**PROBLEMS:**
1. In the UTF-8 proposal below, echo the passage that begins with the words "The current C12" and stops after the words "duplicated in http://www.unicode.org/unicode/faq/utf_bom.html.)".
2. Check each statement against the UTF-8 proposal below. Answer yes or no, and quote the words from the text that decide it.
(a) The proposal was revised from an earlier paper using feedback from the mailing list.
(b) The current C12 forbids the interpretation of non-shortest form.
(c) The proposal would remove any allowance for fast processing without error checking.

-------- DOCUMENT PASSAGE --------

L2/00-374R2

To: UTC
From: Mark Davis
Date: 2000-10-15
Re: UTF-8 and "Non-Shortest Form" (R2)

The following is a proposal for tightening up the language for UTF-8 to close the "non-shortest form" issue. It is modified from the previous paper, taking in feedback from the mailing list. I suggest that two additional steps be taken:


The current C12 forbids the generation of "non-shortest form", and forbids the interpretation of illegal sequences, but not non-shortest form. We still need to allow for programs that do fast processing with no error checking where the data is guaranteed to be well-formed, but otherwise we can extend the prohibition on illegal byte sequences to be all ill-formed byte sequences, not just illegal byte sequences. We also need to change the definition of UTF-8 to make absolutely clear what is ill-formed. (The definition of UTF-8 is in Chapter 3, and duplicated in http://www.unicode.org/unicode/faq/utf_bom.html.)

-------- PROVIDED RECORDS --------

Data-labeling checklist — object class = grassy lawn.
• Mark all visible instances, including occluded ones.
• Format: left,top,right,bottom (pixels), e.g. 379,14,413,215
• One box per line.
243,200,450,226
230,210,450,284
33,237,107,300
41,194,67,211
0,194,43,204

--------

**THE ANSWERS:**
1.
The current C12 forbids the generation of "non-shortest form", and forbids the interpretation of illegal sequences, but not non-shortest form. We still need to allow for programs that do fast processing with no error checking where the data is guaranteed to be well-formed, but otherwise we can extend the prohibition on illegal byte sequences to be all ill-formed byte sequences, not just illegal byte sequences. We also need to change the definition of UTF-8 to make absolutely clear what is ill-formed. (The definition of UTF-8 is in Chapter 3, and duplicated in http://www.unicode.org/unicode/faq/utf_bom.html.)

2.
(a) Yes: "It is modified from the previous paper, taking in feedback from the mailing list."
(b) No: "forbids the interpretation of illegal sequences, but not non-shortest form."
(c) No: "We still need to allow for programs that do fast processing with no error checking where the data is guaranteed to be well-formed"